──────── Text segment

In Cadogan v Tolly (2011), the High Court applied the Sinclair principle in summary proceedings involving a bribe or secret commission received by a fiduciary. Such proceedings involve a personal claim, as distinct from a proprietary cause of action.
|Cadogan v Tolly  EWHC 2286|
The claimant companies (which comprised a group of companies involved in gas exploration and exploitation of gas reserves in Ukraine) commenced proceedings against the defendants, a Ukraine national and chief operating officer of the claimants between 2007 and 2009 and a Delaware company owned and controlled by him. The claims were based inter alia in respect of secret commissions received by the defendants in relation to transactions entered on behalf of the claimants. The relief sought included declarations that various sums of money or their traceable proceeds were held on trust for the claimants. In substance a proprietary claim. The defendants contended that the effect of the decision of the Court of Appeal in Sinclair Investments Ltd v Versailles Ltd  EWCA Civ 347 rendered the proprietary claim unsustainable.

────────────────
──────── Excerpted records

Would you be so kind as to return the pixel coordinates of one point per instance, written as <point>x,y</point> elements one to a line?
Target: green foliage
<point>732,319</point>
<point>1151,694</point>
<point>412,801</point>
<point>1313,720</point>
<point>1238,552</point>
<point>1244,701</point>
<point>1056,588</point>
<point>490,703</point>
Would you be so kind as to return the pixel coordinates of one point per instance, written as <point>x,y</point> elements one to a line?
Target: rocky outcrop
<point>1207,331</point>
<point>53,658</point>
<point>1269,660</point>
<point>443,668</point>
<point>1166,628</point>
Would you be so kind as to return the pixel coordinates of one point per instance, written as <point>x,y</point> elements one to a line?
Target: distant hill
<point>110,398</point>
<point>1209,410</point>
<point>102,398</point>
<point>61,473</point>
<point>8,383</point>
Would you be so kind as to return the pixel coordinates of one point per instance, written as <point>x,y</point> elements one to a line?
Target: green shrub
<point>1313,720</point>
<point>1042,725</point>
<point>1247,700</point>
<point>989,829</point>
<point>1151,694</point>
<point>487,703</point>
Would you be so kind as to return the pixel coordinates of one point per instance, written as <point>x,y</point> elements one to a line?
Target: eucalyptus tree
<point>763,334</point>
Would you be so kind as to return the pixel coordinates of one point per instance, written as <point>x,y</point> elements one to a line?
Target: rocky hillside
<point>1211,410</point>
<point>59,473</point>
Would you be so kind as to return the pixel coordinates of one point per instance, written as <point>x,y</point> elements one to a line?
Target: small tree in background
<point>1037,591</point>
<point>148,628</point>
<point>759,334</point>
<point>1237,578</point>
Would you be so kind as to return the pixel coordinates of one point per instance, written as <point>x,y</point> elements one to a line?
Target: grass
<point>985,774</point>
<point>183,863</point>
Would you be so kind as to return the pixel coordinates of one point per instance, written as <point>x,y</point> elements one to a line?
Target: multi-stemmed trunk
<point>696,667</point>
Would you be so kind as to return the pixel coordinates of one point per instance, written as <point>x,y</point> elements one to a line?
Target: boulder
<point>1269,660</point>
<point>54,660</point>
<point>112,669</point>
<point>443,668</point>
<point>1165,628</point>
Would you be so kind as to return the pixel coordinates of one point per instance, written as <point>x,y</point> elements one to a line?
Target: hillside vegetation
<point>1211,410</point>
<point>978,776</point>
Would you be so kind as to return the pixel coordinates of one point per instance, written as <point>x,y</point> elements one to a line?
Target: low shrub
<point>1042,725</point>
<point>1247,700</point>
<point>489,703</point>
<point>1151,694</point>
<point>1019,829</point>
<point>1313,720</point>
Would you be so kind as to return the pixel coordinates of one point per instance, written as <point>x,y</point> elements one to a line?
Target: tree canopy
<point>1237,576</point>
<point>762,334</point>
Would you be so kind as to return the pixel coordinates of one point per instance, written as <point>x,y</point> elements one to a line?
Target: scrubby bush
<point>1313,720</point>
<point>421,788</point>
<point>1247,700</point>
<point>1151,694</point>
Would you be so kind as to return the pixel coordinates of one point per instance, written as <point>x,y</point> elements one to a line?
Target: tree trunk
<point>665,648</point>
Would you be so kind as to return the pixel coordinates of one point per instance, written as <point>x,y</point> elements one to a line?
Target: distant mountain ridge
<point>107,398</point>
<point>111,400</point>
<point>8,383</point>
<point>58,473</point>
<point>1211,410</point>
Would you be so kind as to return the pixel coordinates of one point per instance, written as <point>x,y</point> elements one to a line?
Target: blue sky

────────────────

** Problem A **
In the case note on Cadogan v Tolly, what position did the individual defendant hold with the claimant companies between 2007 and 2009?
** Problem B **
Go on with the case note on Cadogan v Tolly, starting after its last sentence.

** Exercise response A **
He was their chief operating officer.

** Exercise response B **
|Held: The High Court ruled inter alia that the claimants had no real prospect of succeeding in their proprietary claim, and summary judgment ought to be granted in favour of the defendant.|
In the recent, definitive Supreme Court decision in FHR European Ventures v Cedar Capital Partners  UKSC 45, the court reviewed the leading authorities concerning the status of bribes and secret commissions, and concluded that, in accordance with traditional equitable principles, and in the interests of practicality, clarity and consistency, bribes and secret commissions received by an agent or other fiduciary, in breach of his fiduciary duties, will be held on constructive trust for the principal. The effect of this ruling is that the principal acquires a proprietary interest in the benefit and is entitled to exercise either a proprietary or personal remedy against the agent. Thus, the principal is required to elect between the two remedies. The advantages of the proprietary remedy are that the principal is entitled to trace the proceeds of the bribe or secret commission into other assets and follow them into the hands of knowing recipients. In addition, if the agent becomes insolvent, a proprietary claim would effectively give the principal priority over the agent’s unsecured creditors, as opposed to ranking pari passu with other unsecured creditors where the claim is for compensation.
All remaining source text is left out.